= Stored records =
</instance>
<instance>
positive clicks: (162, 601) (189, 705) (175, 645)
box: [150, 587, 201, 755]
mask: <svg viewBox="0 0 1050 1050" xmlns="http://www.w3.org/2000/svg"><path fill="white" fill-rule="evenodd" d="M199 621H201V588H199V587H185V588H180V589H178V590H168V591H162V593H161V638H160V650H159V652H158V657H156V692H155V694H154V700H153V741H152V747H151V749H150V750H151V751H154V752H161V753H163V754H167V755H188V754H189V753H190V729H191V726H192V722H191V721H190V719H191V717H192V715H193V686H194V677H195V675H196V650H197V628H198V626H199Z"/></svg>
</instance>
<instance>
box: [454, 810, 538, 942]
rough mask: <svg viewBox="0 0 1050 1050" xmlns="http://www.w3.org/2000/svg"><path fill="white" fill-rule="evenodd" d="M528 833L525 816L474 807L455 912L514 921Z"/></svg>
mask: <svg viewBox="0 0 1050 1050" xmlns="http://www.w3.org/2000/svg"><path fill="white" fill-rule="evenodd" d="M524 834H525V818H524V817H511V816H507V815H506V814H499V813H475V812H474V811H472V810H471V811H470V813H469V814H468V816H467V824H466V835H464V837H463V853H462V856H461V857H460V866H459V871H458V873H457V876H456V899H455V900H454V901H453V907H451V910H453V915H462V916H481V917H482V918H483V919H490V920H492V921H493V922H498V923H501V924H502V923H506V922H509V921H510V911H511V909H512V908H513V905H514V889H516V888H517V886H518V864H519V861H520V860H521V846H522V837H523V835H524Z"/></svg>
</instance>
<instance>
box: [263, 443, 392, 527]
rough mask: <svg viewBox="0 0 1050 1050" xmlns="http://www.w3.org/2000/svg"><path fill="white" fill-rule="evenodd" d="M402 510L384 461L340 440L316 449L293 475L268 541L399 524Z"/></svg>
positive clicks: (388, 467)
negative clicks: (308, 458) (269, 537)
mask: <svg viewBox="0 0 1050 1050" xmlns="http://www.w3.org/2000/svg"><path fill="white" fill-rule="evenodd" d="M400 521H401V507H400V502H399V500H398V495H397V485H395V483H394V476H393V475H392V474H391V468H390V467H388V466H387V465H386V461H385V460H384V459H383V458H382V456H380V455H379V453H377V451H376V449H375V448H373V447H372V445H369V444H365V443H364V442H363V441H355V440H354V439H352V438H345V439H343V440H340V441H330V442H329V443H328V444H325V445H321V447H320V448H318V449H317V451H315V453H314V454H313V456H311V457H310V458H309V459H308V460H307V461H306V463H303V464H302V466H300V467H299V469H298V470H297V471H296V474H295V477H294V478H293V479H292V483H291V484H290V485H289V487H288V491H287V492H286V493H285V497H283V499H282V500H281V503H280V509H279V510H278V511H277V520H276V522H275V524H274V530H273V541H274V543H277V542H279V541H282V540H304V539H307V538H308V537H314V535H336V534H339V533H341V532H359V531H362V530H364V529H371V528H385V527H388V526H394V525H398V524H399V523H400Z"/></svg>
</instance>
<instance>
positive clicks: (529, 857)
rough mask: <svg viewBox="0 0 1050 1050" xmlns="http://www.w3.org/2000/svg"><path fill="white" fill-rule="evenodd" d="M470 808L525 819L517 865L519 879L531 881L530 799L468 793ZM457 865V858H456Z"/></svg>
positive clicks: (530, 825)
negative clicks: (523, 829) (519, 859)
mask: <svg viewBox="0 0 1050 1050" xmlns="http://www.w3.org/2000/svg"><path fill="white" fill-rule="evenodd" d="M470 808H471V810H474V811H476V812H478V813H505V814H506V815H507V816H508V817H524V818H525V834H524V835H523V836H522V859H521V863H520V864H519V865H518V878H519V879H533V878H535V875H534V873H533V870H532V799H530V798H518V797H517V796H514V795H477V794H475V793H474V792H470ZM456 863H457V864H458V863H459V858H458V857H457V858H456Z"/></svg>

= GOAL OF THE EXERCISE =
Please rewrite every one of the items above as a JSON list of strings, with each line as its own string and any blank lines left out.

= REPLY TO THE TASK =
[
  "</instance>",
  "<instance>",
  "positive clicks: (162, 601) (189, 705) (175, 645)",
  "box: [150, 587, 201, 755]",
  "mask: <svg viewBox=\"0 0 1050 1050\" xmlns=\"http://www.w3.org/2000/svg\"><path fill=\"white\" fill-rule=\"evenodd\" d=\"M199 621H201V588H199V587H185V588H180V589H178V590H168V591H162V593H161V638H160V650H159V652H158V657H156V692H155V694H154V700H153V741H152V747H151V749H150V750H151V751H154V752H161V753H163V754H167V755H188V754H189V753H190V729H191V726H192V722H191V721H190V719H191V717H192V715H193V686H194V677H195V675H196V650H197V628H198V626H199Z\"/></svg>",
  "</instance>",
  "<instance>",
  "box: [454, 810, 538, 942]",
  "rough mask: <svg viewBox=\"0 0 1050 1050\" xmlns=\"http://www.w3.org/2000/svg\"><path fill=\"white\" fill-rule=\"evenodd\" d=\"M528 833L525 816L474 807L455 912L514 921Z\"/></svg>",
  "mask: <svg viewBox=\"0 0 1050 1050\" xmlns=\"http://www.w3.org/2000/svg\"><path fill=\"white\" fill-rule=\"evenodd\" d=\"M524 834H525V818H524V817H511V816H507V815H506V814H499V813H475V812H474V811H472V810H471V811H470V813H469V814H468V816H467V824H466V835H464V837H463V853H462V856H461V857H460V866H459V871H458V873H457V876H456V899H455V900H454V901H453V907H451V910H453V915H462V916H481V917H482V918H483V919H490V920H492V921H493V922H498V923H501V924H502V923H506V922H509V921H510V911H511V909H512V908H513V905H514V889H516V888H517V886H518V864H519V861H520V860H521V846H522V837H523V835H524Z\"/></svg>",
  "</instance>",
  "<instance>",
  "box: [263, 443, 392, 527]",
  "rough mask: <svg viewBox=\"0 0 1050 1050\" xmlns=\"http://www.w3.org/2000/svg\"><path fill=\"white\" fill-rule=\"evenodd\" d=\"M402 510L384 461L340 440L316 449L293 475L268 541L399 524Z\"/></svg>",
  "positive clicks: (388, 467)",
  "negative clicks: (308, 458) (269, 537)",
  "mask: <svg viewBox=\"0 0 1050 1050\" xmlns=\"http://www.w3.org/2000/svg\"><path fill=\"white\" fill-rule=\"evenodd\" d=\"M400 521H401V507H400V502H399V500H398V495H397V485H395V483H394V476H393V475H392V474H391V468H390V467H388V466H387V465H386V461H385V460H384V459H383V458H382V456H380V455H379V453H377V451H376V449H375V448H373V447H372V445H369V444H365V443H364V442H363V441H355V440H354V439H352V438H345V439H343V440H340V441H330V442H329V443H328V444H325V445H321V447H320V448H318V449H317V451H315V453H314V454H313V456H311V457H310V458H309V459H308V460H307V461H306V463H303V464H302V466H300V467H299V469H298V470H297V471H296V474H295V477H294V478H293V479H292V483H291V484H290V485H289V487H288V491H287V492H286V493H285V497H283V499H282V500H281V503H280V509H279V510H278V511H277V520H276V522H275V524H274V530H273V541H274V543H277V542H279V541H282V540H304V539H307V538H308V537H314V535H336V534H339V533H341V532H359V531H362V530H364V529H371V528H385V527H388V526H394V525H398V524H399V523H400Z\"/></svg>",
  "</instance>",
  "<instance>",
  "positive clicks: (529, 857)",
  "rough mask: <svg viewBox=\"0 0 1050 1050\" xmlns=\"http://www.w3.org/2000/svg\"><path fill=\"white\" fill-rule=\"evenodd\" d=\"M470 808L525 819L517 865L519 879L531 881L530 799L468 793ZM457 865V858H456Z\"/></svg>",
  "positive clicks: (530, 825)",
  "negative clicks: (523, 829) (519, 859)",
  "mask: <svg viewBox=\"0 0 1050 1050\" xmlns=\"http://www.w3.org/2000/svg\"><path fill=\"white\" fill-rule=\"evenodd\" d=\"M470 808H471V810H474V811H476V812H478V813H505V814H506V815H507V816H508V817H524V818H525V834H524V835H523V836H522V859H521V863H520V864H519V865H518V878H519V879H533V878H535V875H534V873H533V870H532V799H530V798H518V797H517V796H514V795H477V794H475V793H474V792H470ZM456 863H457V864H458V863H459V858H458V857H457V858H456Z\"/></svg>"
]